Source data:
* * *

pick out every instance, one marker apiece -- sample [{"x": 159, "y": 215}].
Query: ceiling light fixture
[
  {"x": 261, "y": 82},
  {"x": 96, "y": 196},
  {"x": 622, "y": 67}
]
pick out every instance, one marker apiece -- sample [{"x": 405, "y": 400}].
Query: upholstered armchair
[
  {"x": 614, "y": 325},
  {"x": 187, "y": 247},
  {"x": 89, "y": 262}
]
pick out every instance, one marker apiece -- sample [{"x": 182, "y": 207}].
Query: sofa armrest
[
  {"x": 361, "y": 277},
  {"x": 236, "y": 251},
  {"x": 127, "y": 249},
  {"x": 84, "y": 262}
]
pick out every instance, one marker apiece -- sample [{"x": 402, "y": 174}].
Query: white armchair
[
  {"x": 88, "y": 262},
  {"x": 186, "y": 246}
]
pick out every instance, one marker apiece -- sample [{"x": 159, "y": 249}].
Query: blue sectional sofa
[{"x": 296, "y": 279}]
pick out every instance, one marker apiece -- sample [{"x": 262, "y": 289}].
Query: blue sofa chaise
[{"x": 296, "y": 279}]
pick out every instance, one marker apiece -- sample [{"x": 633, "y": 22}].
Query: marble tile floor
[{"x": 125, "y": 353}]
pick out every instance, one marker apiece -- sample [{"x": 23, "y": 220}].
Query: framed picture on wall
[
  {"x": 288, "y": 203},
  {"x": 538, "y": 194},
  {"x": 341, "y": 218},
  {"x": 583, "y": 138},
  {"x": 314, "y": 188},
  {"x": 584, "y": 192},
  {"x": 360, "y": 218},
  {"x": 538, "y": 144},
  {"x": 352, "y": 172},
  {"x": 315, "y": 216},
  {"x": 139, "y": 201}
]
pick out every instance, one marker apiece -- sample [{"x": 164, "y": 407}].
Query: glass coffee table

* * *

- DIRECTIONS FOR THIS TASK:
Copy out each record exactly as given, omitting none.

- RESPONSE FOR THIS EXERCISE:
pick out every instance, one marker apiece -- sample [{"x": 159, "y": 215}].
Query: ceiling light fixture
[
  {"x": 261, "y": 82},
  {"x": 96, "y": 196},
  {"x": 622, "y": 67}
]
pick out every instance, one marker apiece -- sample [{"x": 405, "y": 400}].
Query: upholstered armchair
[
  {"x": 614, "y": 325},
  {"x": 187, "y": 247},
  {"x": 89, "y": 262}
]
pick out every instance, one marker apiece -- sample [{"x": 182, "y": 207}].
Query: sofa armrest
[
  {"x": 361, "y": 277},
  {"x": 236, "y": 251},
  {"x": 127, "y": 249},
  {"x": 84, "y": 262}
]
pick out every instance, one marker apiece -- sample [{"x": 402, "y": 174}].
Query: white armchair
[
  {"x": 88, "y": 262},
  {"x": 186, "y": 246}
]
pick out every instance, one marker apiece -- sample [{"x": 159, "y": 249}].
Query: blue sectional sofa
[{"x": 296, "y": 279}]
pick out every instance, one marker apiece -- sample [{"x": 262, "y": 289}].
Query: blue sofa chaise
[{"x": 296, "y": 279}]
pick out every instance, one marker apiece -- sample [{"x": 633, "y": 22}].
Query: marble tile floor
[{"x": 125, "y": 353}]
pick out every instance, one marker apiece -- sample [{"x": 23, "y": 220}].
Query: framed picture on wall
[
  {"x": 288, "y": 203},
  {"x": 538, "y": 194},
  {"x": 341, "y": 218},
  {"x": 583, "y": 138},
  {"x": 314, "y": 188},
  {"x": 584, "y": 192},
  {"x": 360, "y": 218},
  {"x": 538, "y": 144},
  {"x": 352, "y": 172},
  {"x": 315, "y": 216},
  {"x": 139, "y": 201}
]
pick out every instance, one marker apiece -- sample [{"x": 164, "y": 407}].
Query: glass coffee table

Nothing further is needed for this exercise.